_Description of the task_
What is needed is a verbatim copy of every record below, with the pictures left out.

_Extracted data_

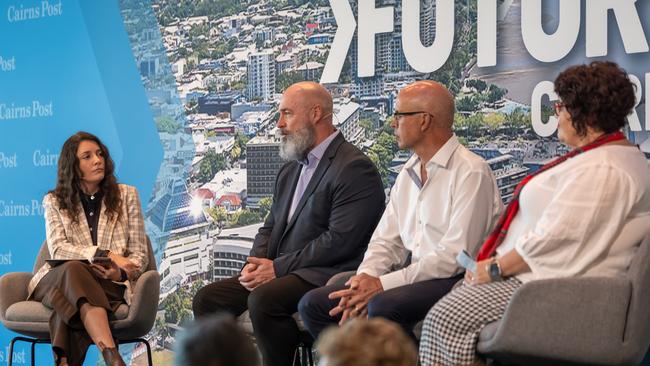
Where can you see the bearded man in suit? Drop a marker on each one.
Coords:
(328, 199)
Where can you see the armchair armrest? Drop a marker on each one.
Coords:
(13, 288)
(572, 319)
(144, 303)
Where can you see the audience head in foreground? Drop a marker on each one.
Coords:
(215, 341)
(374, 342)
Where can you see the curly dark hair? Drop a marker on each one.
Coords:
(599, 95)
(69, 178)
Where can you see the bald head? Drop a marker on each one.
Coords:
(308, 94)
(432, 97)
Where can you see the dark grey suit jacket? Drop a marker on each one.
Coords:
(330, 229)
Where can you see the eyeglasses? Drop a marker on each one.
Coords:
(398, 115)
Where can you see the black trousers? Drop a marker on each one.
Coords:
(271, 307)
(405, 305)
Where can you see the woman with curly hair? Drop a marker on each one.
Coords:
(582, 214)
(88, 215)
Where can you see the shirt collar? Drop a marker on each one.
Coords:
(316, 154)
(441, 157)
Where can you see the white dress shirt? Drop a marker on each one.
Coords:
(454, 210)
(584, 217)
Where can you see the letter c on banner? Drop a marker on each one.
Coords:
(541, 128)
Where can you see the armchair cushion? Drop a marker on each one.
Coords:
(13, 288)
(544, 316)
(35, 311)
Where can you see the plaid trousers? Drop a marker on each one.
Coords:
(451, 328)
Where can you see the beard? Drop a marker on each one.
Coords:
(296, 145)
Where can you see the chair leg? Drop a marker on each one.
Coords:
(146, 344)
(32, 341)
(11, 351)
(33, 353)
(310, 355)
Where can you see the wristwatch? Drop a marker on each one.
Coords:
(494, 270)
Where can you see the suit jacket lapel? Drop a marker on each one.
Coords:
(323, 165)
(82, 227)
(286, 192)
(105, 229)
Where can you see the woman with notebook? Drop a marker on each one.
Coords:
(95, 235)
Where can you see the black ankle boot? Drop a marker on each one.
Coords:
(111, 356)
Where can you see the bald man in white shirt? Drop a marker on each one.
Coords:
(444, 200)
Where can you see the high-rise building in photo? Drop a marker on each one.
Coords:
(261, 75)
(262, 164)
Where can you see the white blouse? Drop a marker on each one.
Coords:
(453, 211)
(584, 217)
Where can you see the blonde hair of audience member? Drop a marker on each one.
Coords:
(360, 342)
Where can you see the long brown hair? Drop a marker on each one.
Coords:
(68, 182)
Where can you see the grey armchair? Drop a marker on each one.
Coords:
(588, 321)
(30, 318)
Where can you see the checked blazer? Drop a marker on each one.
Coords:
(68, 240)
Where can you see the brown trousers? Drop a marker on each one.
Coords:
(64, 289)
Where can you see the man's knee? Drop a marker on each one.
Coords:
(382, 306)
(216, 298)
(309, 303)
(260, 301)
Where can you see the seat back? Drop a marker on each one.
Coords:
(44, 254)
(637, 330)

_Response area_
Where can you see the bearded man in suit? Drop a marker on each one.
Coords:
(328, 199)
Where can you see the armchair armrest? Drop a marker on each one.
Coords:
(13, 288)
(572, 319)
(144, 303)
Where can you see the audience head in foreground? Drop a marker on each one.
Coords:
(215, 341)
(374, 342)
Where can you see the curly dark hair? Drop a marker on each one.
Coords:
(599, 95)
(69, 178)
Where can you see the bald head? Drop a marker on each one.
Coords:
(308, 94)
(432, 97)
Where can you see the dark grey suit jacket? Drop a marker on each one.
Coords:
(330, 229)
Where can you see the eyeglasses? Drop a marker on each one.
Coords:
(398, 115)
Where can you see the black trousers? Drop a marker on each one.
Coords:
(271, 307)
(405, 305)
Where can you see the woman with curly hair? Drop a marker on each one.
Coords:
(582, 214)
(88, 215)
Where can you see the shirt collar? Drop a marker on each one.
Coords:
(316, 154)
(441, 157)
Where can you see the white dress shirt? Drop a marker on each one.
Coords:
(454, 210)
(584, 217)
Where can you see the letter c on banner? Drop a marker on each one.
Coords:
(541, 128)
Where can you see the armchair cushion? Drop a marker on each one.
Coords:
(13, 288)
(544, 316)
(35, 311)
Where can you see the plaid trousers? Drop a marker on each one.
Coords:
(451, 328)
Where can you see the beard? Drop a marker on each one.
Coords:
(296, 145)
Where can you see the chair leg? Drop a marker on each one.
Coords:
(146, 344)
(32, 341)
(11, 351)
(33, 353)
(310, 355)
Where can you see the wristwatch? Drop a marker on each one.
Coords:
(494, 270)
Where can you see the suit jacket lapel? Drop a marker on each one.
Coords:
(323, 165)
(82, 227)
(286, 192)
(105, 229)
Where can you see the woman with notebook? Drop a marker on each one.
Coords:
(95, 235)
Where can you see the black ankle boot? Drop a marker on each one.
Coords:
(111, 356)
Where can you see the bald man in white shirt? Drop a marker on each one.
Coords:
(444, 200)
Where can you see the high-rise building in photo? Drop a marker on each one.
Coords:
(261, 75)
(262, 164)
Where can you see the white blouse? Drop a marker on each one.
Coords:
(453, 211)
(584, 217)
Where can you see the blonde hair of audience member? Drop a marker on each one.
Coords:
(360, 342)
Where can you see the long brown hair? Drop a marker on each one.
Coords:
(68, 182)
Where can you see the grey armchair? Drop a marker on each one.
Coords:
(588, 321)
(30, 318)
Where can you see the checked blazer? Drop a marker on each one.
Coords:
(68, 240)
Where can you see the brown trousers? Drop a marker on each one.
Coords:
(64, 289)
Where can you see the man's knee? Drop a marker on each one.
Coords:
(382, 306)
(216, 298)
(309, 303)
(260, 301)
Where can you see the seat back? Drop a marker on each one.
Coords:
(44, 254)
(637, 330)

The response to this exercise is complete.